Tugas yang Dikerjakan:
**a.** Menurut ulasan Kitab Kawin di bawah, penerbit mana yang menerbitkan buku itu?
**b.** Tuliskan kembali semua bagian ulasan Kitab Kawin di bawah, mulai dari "Kitab Kawin memang" terus sampai "Fiksi, dark romance(?)".

Baca Kitab Kawin oleh Laksmi Pamuntjak ini karena impresi positif dari novelnya yang aku baca sebelumnya: Amba dan berbagai dorongan dari media sosial. Tapi, ternyata emang enggak boleh berekspektasi berlebihan terhadap apapun.
Kitab Kawin memang menawarkan tema yang menggugah, nama besar Laksmi Pamuntjak, dan kemampuannya memilih kata yang sastrawi. Namun, kumpulan cerpen ini enggak masuk kategori must-read-ku.
KITAB KAWIN
Penulis: Laksmi Pamuntjak
Jumlah halaman: 312 halaman
Genre: Fiksi, dark romance(?)
Tahun terbit: 2021
Penerbit: Gramedia Pustaka Utama
Aku beli seharga: 74.700
Rating dari aku 3/5
Trigger warning: LGBT, adegan dewasa, perselingkuhan, pemerkosaan
Sinopsis Buku Kitab Kawin oleh Laksmi Pamuntjak
Kitab Kawin oleh Laksmi Pamuntjak adalah sebuah kumpulan cerpen (kumcer) yang berisi 12 cerita perempuan dalam perkawinan atau hubungan romansa.
Kumcer ini jauh dari kata kebahagiaan saat menikah, malah fokus ke sisi gelap pernikahan — kekerasan, perselingkuhan, penelantaran — dan gimana si perempuan melewatinya atau membangkitkan diri.
Buku ini ada dua edisi:
- Edisi pertama yang berisi 11 cerpen.

Daftar yang Diberikan:
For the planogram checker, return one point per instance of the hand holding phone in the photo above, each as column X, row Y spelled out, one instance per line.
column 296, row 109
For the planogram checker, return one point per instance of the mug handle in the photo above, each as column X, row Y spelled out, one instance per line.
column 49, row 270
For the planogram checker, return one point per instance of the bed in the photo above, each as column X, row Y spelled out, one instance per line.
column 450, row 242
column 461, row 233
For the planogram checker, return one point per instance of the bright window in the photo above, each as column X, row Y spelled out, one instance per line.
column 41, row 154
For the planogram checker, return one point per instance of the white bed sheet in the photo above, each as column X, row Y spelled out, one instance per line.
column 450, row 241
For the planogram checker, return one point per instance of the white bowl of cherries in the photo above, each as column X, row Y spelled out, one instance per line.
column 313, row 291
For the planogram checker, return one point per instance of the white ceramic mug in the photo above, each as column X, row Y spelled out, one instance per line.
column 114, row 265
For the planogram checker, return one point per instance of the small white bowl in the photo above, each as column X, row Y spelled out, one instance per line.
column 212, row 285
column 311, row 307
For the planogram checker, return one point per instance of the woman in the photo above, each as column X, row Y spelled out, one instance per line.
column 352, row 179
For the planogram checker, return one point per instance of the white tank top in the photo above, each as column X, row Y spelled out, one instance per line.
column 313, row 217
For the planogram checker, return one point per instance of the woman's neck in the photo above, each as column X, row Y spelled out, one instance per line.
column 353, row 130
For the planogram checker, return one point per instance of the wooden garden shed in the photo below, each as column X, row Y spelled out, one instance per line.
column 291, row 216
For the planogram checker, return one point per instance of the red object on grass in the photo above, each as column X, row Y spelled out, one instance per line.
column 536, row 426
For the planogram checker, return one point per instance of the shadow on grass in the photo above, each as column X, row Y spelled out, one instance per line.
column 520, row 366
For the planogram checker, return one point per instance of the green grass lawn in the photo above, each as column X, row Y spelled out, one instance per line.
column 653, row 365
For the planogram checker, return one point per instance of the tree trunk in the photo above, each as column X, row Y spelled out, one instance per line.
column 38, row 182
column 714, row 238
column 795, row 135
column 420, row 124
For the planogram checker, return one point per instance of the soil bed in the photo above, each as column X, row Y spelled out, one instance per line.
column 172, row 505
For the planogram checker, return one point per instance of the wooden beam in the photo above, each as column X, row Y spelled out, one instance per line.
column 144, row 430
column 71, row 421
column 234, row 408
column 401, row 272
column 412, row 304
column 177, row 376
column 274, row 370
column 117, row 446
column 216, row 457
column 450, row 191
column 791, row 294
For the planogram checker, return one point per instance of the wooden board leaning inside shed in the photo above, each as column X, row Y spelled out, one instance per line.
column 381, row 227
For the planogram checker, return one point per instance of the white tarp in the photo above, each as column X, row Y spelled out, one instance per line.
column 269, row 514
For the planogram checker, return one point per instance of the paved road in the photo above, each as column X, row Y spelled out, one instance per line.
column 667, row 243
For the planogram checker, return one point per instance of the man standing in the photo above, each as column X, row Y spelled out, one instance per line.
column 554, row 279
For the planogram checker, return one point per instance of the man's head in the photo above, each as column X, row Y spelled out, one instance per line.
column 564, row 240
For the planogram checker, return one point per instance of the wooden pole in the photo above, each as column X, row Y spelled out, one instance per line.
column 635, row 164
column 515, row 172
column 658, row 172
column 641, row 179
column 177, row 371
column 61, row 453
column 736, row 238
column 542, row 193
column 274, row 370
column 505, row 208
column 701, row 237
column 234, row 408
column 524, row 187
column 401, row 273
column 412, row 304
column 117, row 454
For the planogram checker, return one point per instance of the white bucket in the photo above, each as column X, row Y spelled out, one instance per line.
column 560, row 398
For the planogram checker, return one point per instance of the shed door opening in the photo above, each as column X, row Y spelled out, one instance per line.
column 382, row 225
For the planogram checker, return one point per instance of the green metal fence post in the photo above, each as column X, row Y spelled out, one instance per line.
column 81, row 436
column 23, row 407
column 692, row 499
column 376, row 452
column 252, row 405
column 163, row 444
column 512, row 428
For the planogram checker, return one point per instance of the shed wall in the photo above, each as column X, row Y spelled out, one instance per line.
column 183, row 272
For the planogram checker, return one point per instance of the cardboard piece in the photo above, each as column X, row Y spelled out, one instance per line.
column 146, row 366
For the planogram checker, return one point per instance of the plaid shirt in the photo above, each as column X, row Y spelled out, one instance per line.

Hasil Tiap Tugas:
**a.** Gramedia Pustaka Utama.

**b.**
Kitab Kawin memang menawarkan tema yang menggugah, nama besar Laksmi Pamuntjak, dan kemampuannya memilih kata yang sastrawi. Namun, kumpulan cerpen ini enggak masuk kategori must-read-ku.
KITAB KAWIN
Penulis: Laksmi Pamuntjak
Jumlah halaman: 312 halaman
Genre: Fiksi, dark romance(?)